§ **Set task**: Quote the entries word for word, beginning with the line that contains "tree on this photo." and continuing through the line that contains "<point>403,349</point>". Omit the pictures.

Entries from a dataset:
-- BEGIN --

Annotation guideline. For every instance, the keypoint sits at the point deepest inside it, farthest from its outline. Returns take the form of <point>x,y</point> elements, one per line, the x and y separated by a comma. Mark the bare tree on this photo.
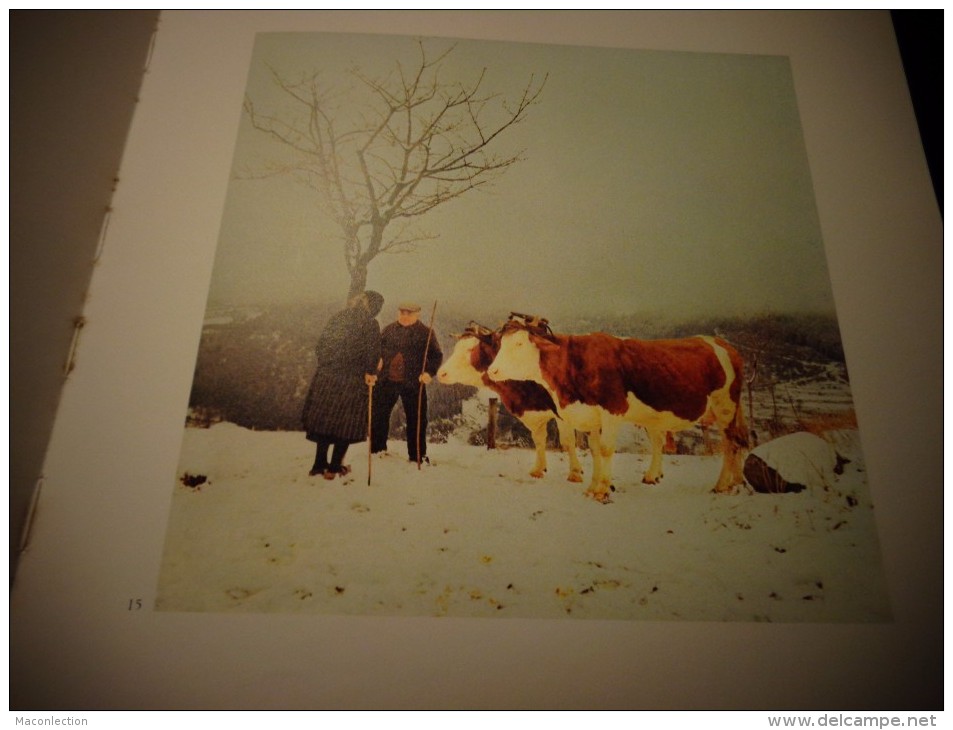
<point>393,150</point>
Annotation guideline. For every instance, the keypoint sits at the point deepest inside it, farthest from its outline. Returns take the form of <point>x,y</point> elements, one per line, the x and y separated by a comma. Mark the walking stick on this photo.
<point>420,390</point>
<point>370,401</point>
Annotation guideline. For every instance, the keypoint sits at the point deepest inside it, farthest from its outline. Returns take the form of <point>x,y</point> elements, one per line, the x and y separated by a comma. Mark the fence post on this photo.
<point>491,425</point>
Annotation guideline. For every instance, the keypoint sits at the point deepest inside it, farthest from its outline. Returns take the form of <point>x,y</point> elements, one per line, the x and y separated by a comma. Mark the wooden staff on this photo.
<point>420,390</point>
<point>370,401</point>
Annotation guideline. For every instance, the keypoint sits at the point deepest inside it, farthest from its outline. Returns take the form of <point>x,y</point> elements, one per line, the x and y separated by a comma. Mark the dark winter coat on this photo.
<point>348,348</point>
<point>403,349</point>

-- END --
-- BEGIN --

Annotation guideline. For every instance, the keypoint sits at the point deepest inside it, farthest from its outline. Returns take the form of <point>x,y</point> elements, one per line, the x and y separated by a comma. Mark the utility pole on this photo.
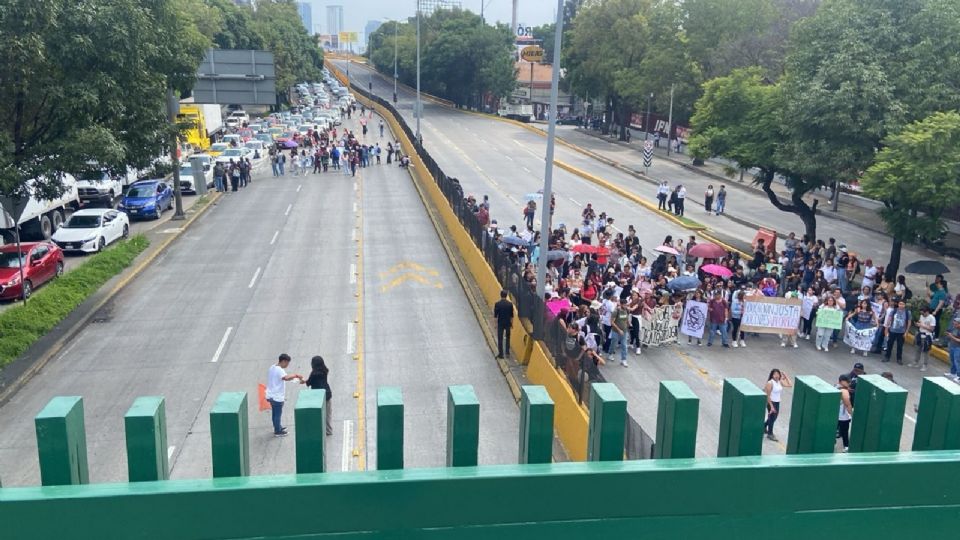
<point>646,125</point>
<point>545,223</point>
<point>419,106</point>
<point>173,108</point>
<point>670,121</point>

-- END --
-- BEGIN --

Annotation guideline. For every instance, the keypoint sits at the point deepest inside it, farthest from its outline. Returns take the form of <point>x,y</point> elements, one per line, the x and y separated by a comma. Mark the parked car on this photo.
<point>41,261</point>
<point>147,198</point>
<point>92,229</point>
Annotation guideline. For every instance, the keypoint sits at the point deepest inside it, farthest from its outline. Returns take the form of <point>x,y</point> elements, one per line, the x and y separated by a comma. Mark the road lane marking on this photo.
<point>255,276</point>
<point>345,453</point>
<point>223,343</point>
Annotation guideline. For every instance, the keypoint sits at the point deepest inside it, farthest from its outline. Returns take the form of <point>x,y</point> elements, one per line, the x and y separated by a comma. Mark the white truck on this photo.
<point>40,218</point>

-- END --

§ **Task result**:
Annotation guideline. For every instance, the keypoint sits at the point deepest inside it, farthest from its outline. Returns take the form of <point>x,y</point> elements, one per line, the x and y separated by a comma. Mark the bare tree on this photo.
<point>393,150</point>
Annotation guideline. For every instance, the keypoint sits at the point deepest inside it, farthest from its outline. Returns take the form of <point>x,y</point> elements, one per line, the x and y separated by a comma. Mark the walking stick on this photo.
<point>420,390</point>
<point>370,401</point>
Annotation guideline. For every instance, the keypoint sits at the point deepest inside it, farthest from its outline. Returns take the form of <point>x,y</point> elements, one per line, the x and y separated by a comma. Mark the fence post on this photo.
<point>491,425</point>
Annotation guideline. For every instance, the keypoint sits at the point deepest inside it, farthest from its outline. Returns take the form of <point>x,y</point> elements, one per line, the x and y separated by a comma. Mark the wooden staff on this photo.
<point>420,390</point>
<point>370,401</point>
Annotation guideline. For every instance, the keypoint sits at the point deepest inside it, farthest from its outline. Returns take the form of <point>x,y</point> elements, one per line, the x and y separated by a comma. Mark the dark winter coat on this photo.
<point>348,348</point>
<point>403,349</point>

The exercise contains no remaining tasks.